EXCERPT TO READ:

○ ○ ○

About 18 months ago, Southeast Missouri State University formed a task force to assess diversity issues and propose ways to bridge divides between groups and people at the university.
That would have been a hefty undertaking in itself, but as the events of the past 1 1/2 years have unfolded, it seems the task force hardly could have picked a more relevant time to work.
Americans have watched the Black Lives Matter movement spur civil-rights dialogue on a national scale, the growth of immigration anxieties compounded by a Syrian refugee crisis and the U.S. Supreme Court's recognition of the right to marry for same-sex couples.
The task force is ready to present its findings and begin implementing measures it believes will help provide a university environment where diversity enriches the daily lives of students and faculty.
The 32-person task force was conceived in response to student-led protests after the announcement in November 2014 that Ferguson, Missouri, police officer Darren Wilson, who is white, would not be indicted for the shooting death of unarmed black teenager Michael Brown earlier that summer.
The events in Ferguson made it a delicate time for university administrators, because more than 300 Southeast students are from that area. During unrest immediately after Brown's shooting, those students were invited to move back to campus early.

○ ○ ○

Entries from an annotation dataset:
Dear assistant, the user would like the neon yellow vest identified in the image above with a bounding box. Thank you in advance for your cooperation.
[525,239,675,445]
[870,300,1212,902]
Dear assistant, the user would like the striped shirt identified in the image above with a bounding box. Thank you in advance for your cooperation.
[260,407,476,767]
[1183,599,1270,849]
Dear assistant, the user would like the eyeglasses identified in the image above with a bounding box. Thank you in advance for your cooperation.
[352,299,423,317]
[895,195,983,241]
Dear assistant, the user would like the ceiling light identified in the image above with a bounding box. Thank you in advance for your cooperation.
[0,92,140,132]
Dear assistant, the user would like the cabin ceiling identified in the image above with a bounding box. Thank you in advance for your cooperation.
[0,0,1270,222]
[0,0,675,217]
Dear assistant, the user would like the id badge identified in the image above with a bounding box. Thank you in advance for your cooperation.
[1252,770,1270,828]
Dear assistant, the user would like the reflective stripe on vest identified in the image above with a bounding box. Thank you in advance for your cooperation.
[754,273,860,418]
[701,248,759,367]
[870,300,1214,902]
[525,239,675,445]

○ ○ ○

TASKS TO PERFORM:
1. According to the diversity task force article, how many people make up the task force?
2. Rewrite the part of the diversity task force article that opens with the words containing "Americans have watched" and closes with "for same-sex couples.", replacing "national scale" with "global scale".
3. Carry on the diversity task force article after its final sentence.

EXPECTED RESPONSES:
1. 32 people

2.
Americans have watched the Black Lives Matter movement spur civil-rights dialogue on a global scale, the growth of immigration anxieties compounded by a Syrian refugee crisis and the U.S. Supreme Court's recognition of the right to marry for same-sex couples.

3.
While those students, mostly African-American, found a safer environment at Southeast, it wasn't an environment without discrimination. When some of the black students staged a protest on campus in solidarity with Ferguson protesters, they were met with racist comments expressed anonymously online.
Southeast president Carlos Vargas-Aburto said that was one of the big reasons for the task force's formation by his predecessor, Kenneth Dobbins.
"[Dobbins] was concerned about the developments in Ferguson and making sure we had at the university an opportunity to really have the conversations that we needed to have," he said. "[Southeast has] been a diverse learning environment for a long time intentionally, and the reaching-out is often led by students."
The task force has identified nine key objectives designed to make Southeast "a more diverse, more welcoming, more respectful and more culturally responsive institution," the report stated.
First among the objectives is the commitment of administrators and campus leaders to furthering inclusivity, respect and safety.
The next two steps would articulate that commitment by drafting a Campus Diversity Statement that establishes "cultural competency as an institutional priority" and developing a strategy dedicated to equity and inclusion in the university's existing annual planning.
In prioritizing diversity, the university aims to create an environment that will facilitate meaningful conversation better and mitigate intolerance, fear or bullying that may interfere with students' education.
Task force co-chair Debbie Below said embracing diversity shouldn't be seen only as overcoming narrow-mindedness or confronting bigotry.
She said there are plenty of instances in which discomfort or fear of causing offense stifles discourse.
"If students aren't used to discussing diversity, they might shy away from [that type of encounter]," she said.
Below said without a proactive environment providing a framework to communicate, students may exclude each other and miss out on a potentially illuminating experience.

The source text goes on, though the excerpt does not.